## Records
═══

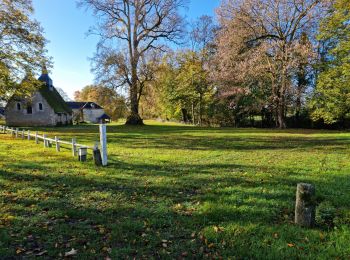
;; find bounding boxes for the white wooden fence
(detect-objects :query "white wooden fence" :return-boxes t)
[0,124,108,166]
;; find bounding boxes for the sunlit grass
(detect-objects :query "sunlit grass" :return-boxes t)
[0,121,350,259]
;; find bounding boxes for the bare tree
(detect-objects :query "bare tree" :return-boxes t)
[79,0,186,125]
[190,15,217,126]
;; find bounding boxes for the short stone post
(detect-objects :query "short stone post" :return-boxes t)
[92,146,102,166]
[55,136,61,152]
[100,124,108,166]
[78,147,87,162]
[72,138,77,157]
[295,183,316,227]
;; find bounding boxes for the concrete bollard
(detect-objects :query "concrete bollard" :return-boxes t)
[78,147,87,162]
[72,138,77,157]
[55,136,61,152]
[43,135,49,148]
[93,148,102,166]
[295,183,316,227]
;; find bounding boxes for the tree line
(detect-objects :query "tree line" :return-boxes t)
[0,0,350,128]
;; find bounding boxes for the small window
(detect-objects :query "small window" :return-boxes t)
[27,105,33,114]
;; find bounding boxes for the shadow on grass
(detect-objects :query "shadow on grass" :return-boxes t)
[0,156,349,258]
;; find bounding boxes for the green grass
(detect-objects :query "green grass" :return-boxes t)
[0,122,350,259]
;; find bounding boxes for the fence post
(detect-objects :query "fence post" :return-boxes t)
[55,136,61,152]
[43,134,49,148]
[295,183,316,227]
[100,124,108,166]
[78,147,87,162]
[72,137,77,157]
[92,142,102,166]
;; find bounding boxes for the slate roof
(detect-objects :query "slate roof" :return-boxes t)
[66,102,103,109]
[98,114,111,120]
[39,86,72,114]
[38,68,72,114]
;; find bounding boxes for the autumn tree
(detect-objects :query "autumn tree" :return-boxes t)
[0,0,48,100]
[310,0,350,124]
[80,0,185,125]
[214,0,326,128]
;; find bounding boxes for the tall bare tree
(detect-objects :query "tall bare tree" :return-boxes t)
[79,0,186,125]
[0,0,48,100]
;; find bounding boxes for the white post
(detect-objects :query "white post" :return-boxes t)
[100,124,108,166]
[72,138,77,157]
[55,136,61,152]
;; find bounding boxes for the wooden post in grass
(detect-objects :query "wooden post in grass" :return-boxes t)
[92,143,102,166]
[43,134,49,148]
[78,147,87,162]
[295,183,316,227]
[100,124,108,166]
[55,136,61,152]
[72,138,77,157]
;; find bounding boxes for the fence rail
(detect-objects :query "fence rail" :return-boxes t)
[0,125,107,166]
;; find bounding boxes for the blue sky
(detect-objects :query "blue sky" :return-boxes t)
[33,0,220,97]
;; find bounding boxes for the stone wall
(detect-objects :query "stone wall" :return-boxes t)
[5,92,72,126]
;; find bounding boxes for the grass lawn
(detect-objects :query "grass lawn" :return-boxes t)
[0,122,350,259]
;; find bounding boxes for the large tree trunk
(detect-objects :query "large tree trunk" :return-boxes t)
[198,93,203,126]
[125,65,143,125]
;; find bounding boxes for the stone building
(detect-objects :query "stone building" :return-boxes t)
[5,69,72,126]
[67,102,111,124]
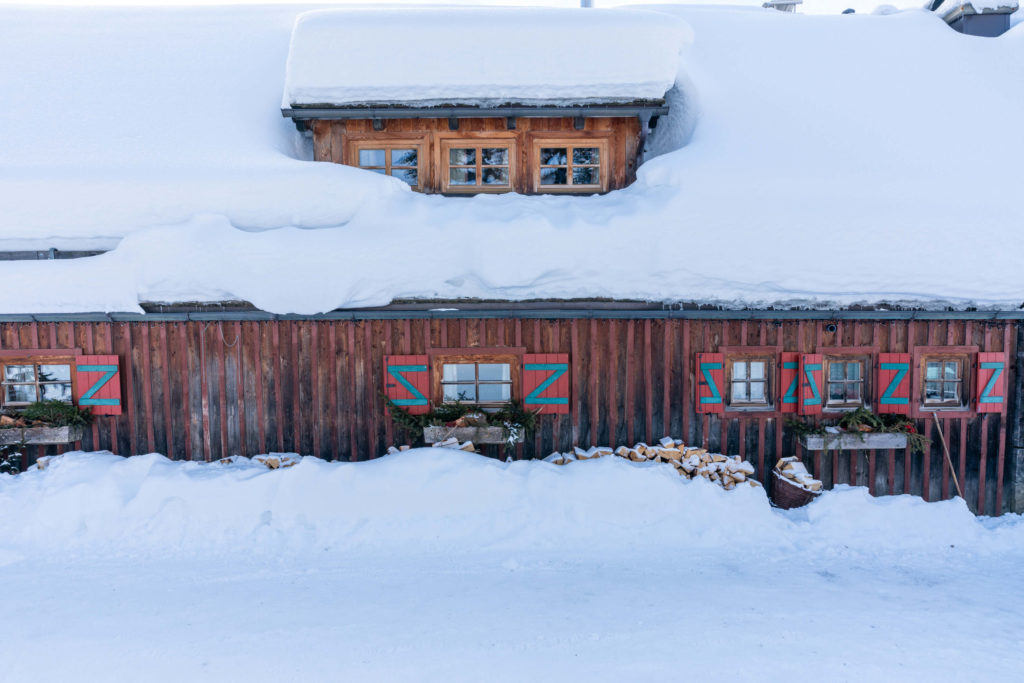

═══

## The problem
Return every line of the records above unchanged, leaving out the pictures.

## Result
;; find bounding boxes for the white wooden fence
(detect-objects :query "white wooden fence" :return-boxes t)
[0,124,108,166]
;; find bounding boxes for the sunlit grass
(detect-objects :query "sunlit grass" :return-boxes t)
[0,121,350,259]
;; find bounding boxes for the bare tree
(detect-objects :query "bare tree" :return-boxes t)
[79,0,186,125]
[190,15,217,126]
;; find bounding boxes for the short stone post
(detect-objects :query "short stone post" :return-boxes t)
[92,146,102,166]
[55,136,61,152]
[100,124,108,166]
[78,147,87,162]
[72,138,77,157]
[295,183,316,227]
;; find bounding boxes for the concrete bollard
(detect-objects :query "concrete bollard" :return-boxes t)
[78,147,87,162]
[72,138,77,157]
[55,136,61,152]
[43,135,49,148]
[93,148,102,166]
[295,183,316,227]
;; find bounding boxes for the tree line
(detect-objects :query "tree line" :return-boxes t)
[0,0,350,128]
;; find bounding boxes for the small window
(detect-objects :query "small window" :return-boxes t)
[27,105,33,114]
;; find bounding boxes for the shadow on grass
(detect-objects :query "shadow on grass" :return-boxes t)
[0,156,349,258]
;; find bounding boxes for the green grass
(detect-objects :query "green grass" :return-boxes t)
[0,122,350,259]
;; find bounding boxes for the fence post
(detect-objects :query "fence post" :return-boxes t)
[55,136,61,152]
[43,134,49,148]
[295,183,316,227]
[100,124,108,166]
[78,147,87,162]
[72,137,77,157]
[92,142,102,166]
;; find bounding boxes for the slate roof
(detect-objects :query "slate roof" :return-boxes t)
[66,102,103,109]
[98,114,111,120]
[39,86,72,114]
[38,68,72,114]
;; find bounding boxes for the autumn tree
(detect-objects :query "autumn tree" :return-boxes t)
[0,0,48,100]
[310,0,350,124]
[80,0,185,125]
[214,0,326,128]
;; find bounding boxes for the tall bare tree
(detect-objects :query "tall bare tree" :return-boxes t)
[79,0,186,125]
[0,0,48,100]
;; find bounding boxes for the white post
(detect-objects :query "white post" :return-boxes t)
[100,124,108,166]
[72,138,77,157]
[55,136,61,152]
;; find bounding boxes for the wooden post in grass
(detect-objects :query "wooden post in grass" :return-boxes t)
[92,143,102,166]
[43,134,49,148]
[78,147,87,162]
[295,183,316,227]
[100,124,108,166]
[55,136,61,152]
[72,138,77,157]
;; find bounding boxes for the fence rail
(detect-objects :query "fence rail" :return-boxes t)
[0,125,107,166]
;; find bounding boxes for the blue sky
(detect-objects :query "blue sky" :return-boxes t)
[33,0,220,97]
;; find bounding boxes for the stone wall
(detect-objects :query "stone wall" :return-boxes t)
[5,92,72,126]
;; find bounding boxes for the grass lawn
(detect-objects :query "grass lawn" :return-boxes t)
[0,122,350,259]
;; find bounding boxes for the large tree trunk
(detect-objects :query "large tree trunk" :return-boxes t)
[198,93,203,126]
[125,65,143,125]
;; find bounding boxes for the stone building
(detect-objects :query "stone building" :return-boxes t)
[5,69,72,126]
[67,102,111,124]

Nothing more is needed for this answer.